(Problem details) Copy out the lines of the listing word for word, from its first line down through the line containing "box: [720, 1123, 891, 1371]", both ends included.
━━ Material shown
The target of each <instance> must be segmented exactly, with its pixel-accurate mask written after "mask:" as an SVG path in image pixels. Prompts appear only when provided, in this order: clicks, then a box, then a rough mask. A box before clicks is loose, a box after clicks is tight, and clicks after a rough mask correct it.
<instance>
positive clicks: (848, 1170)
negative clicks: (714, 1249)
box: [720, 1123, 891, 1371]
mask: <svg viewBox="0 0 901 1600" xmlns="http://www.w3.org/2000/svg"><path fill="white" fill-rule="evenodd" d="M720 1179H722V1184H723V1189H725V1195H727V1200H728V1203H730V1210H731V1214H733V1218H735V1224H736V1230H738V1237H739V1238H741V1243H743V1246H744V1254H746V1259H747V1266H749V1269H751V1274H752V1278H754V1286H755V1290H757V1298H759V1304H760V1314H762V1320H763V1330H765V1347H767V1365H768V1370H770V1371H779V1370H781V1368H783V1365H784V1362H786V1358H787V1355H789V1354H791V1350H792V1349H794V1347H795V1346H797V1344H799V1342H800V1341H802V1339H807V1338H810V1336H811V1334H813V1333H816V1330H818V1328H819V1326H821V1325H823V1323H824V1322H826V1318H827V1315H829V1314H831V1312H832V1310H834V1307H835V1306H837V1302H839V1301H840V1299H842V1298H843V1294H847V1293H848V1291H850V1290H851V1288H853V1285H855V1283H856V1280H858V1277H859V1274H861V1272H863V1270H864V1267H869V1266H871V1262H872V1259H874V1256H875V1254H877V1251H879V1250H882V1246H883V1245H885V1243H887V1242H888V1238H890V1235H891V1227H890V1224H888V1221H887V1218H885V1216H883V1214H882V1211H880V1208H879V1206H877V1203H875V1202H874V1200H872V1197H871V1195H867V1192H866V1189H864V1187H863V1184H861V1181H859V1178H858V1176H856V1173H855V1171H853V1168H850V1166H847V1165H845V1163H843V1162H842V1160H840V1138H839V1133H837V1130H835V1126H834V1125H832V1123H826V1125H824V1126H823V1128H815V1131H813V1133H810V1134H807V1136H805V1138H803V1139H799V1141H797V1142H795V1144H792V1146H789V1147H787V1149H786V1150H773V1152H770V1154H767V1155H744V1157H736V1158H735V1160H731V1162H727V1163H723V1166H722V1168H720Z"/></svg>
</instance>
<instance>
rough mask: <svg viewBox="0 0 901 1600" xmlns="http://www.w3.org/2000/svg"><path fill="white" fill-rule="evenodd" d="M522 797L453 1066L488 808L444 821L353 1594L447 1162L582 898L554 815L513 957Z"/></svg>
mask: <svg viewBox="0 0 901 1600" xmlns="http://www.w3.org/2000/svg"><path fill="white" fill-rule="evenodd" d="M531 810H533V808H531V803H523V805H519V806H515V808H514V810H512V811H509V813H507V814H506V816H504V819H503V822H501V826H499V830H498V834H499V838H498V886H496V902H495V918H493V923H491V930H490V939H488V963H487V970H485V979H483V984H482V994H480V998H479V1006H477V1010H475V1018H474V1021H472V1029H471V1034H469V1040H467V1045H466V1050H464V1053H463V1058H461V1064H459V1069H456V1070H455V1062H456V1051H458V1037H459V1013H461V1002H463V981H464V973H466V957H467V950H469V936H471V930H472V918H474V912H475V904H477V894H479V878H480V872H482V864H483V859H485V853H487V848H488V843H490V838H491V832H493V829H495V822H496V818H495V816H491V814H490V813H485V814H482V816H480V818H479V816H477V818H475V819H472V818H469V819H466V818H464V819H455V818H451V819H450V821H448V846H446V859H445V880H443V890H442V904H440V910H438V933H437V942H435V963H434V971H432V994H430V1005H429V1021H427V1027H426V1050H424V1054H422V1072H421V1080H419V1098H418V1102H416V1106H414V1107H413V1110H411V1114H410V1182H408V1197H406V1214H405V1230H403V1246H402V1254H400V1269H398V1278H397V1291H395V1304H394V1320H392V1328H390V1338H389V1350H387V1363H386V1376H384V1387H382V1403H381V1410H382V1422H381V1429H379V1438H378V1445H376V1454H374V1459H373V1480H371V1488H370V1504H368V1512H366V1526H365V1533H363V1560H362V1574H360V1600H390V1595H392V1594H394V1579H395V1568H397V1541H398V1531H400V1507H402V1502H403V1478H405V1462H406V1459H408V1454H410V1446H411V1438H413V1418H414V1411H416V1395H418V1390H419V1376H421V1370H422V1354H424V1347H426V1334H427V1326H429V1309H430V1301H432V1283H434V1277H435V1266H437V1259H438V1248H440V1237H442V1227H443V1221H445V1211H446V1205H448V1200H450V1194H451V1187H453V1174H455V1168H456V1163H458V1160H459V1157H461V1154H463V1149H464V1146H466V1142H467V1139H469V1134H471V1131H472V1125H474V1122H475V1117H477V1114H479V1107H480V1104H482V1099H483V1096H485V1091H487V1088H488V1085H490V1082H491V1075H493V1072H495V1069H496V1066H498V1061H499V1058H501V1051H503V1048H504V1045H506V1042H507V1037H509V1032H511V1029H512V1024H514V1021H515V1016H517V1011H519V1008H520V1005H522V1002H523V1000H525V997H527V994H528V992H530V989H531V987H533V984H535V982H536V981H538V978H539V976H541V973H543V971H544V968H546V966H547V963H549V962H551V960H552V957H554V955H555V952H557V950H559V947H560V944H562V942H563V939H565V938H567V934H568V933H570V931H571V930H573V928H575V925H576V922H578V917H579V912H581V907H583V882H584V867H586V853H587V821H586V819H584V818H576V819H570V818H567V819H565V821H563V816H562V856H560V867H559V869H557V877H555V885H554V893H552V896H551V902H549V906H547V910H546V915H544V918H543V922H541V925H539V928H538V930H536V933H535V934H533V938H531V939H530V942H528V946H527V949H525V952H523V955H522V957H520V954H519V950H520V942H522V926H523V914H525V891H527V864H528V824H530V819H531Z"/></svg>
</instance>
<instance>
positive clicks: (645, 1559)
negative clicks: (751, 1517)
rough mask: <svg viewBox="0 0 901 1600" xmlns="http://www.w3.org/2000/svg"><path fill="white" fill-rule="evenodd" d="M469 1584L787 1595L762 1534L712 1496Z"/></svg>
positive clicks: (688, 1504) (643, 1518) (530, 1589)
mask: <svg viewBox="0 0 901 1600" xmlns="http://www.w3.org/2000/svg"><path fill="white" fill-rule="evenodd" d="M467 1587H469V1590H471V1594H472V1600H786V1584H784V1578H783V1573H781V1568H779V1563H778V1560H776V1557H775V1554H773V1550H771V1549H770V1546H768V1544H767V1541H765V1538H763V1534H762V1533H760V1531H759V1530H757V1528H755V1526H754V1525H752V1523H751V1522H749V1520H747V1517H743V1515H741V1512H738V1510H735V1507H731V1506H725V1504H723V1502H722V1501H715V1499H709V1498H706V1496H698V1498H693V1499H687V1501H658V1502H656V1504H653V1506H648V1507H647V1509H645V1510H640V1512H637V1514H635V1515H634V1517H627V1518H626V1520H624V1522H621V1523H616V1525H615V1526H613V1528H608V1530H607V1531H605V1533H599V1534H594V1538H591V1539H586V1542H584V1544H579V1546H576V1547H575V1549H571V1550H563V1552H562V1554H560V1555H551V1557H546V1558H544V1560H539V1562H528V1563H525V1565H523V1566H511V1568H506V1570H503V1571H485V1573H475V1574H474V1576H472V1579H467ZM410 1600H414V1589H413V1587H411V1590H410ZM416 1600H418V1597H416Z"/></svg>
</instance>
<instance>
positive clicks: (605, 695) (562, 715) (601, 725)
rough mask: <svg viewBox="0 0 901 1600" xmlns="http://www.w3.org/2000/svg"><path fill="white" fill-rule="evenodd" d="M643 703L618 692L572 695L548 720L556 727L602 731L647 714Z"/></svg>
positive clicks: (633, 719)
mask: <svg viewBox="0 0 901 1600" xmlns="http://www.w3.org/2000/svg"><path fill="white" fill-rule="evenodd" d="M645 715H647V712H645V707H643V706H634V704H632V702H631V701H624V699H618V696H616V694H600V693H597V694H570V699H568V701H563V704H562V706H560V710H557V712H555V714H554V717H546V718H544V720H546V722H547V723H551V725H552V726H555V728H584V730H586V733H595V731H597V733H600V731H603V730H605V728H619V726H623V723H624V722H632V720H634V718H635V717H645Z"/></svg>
━━━━
(Result for this exercise)
The target of each <instance> must be segmented exactly, with its pixel-accurate mask written after "mask:" as an SVG path in image pixels. Prompts appear only when provided, in this order: clicks, then a box, then a rough mask. A box before clicks is loose, a box after clicks is tight, and clicks after a rough mask correct it.
<instance>
positive clicks: (848, 1170)
negative clicks: (714, 1249)
box: [720, 1123, 891, 1371]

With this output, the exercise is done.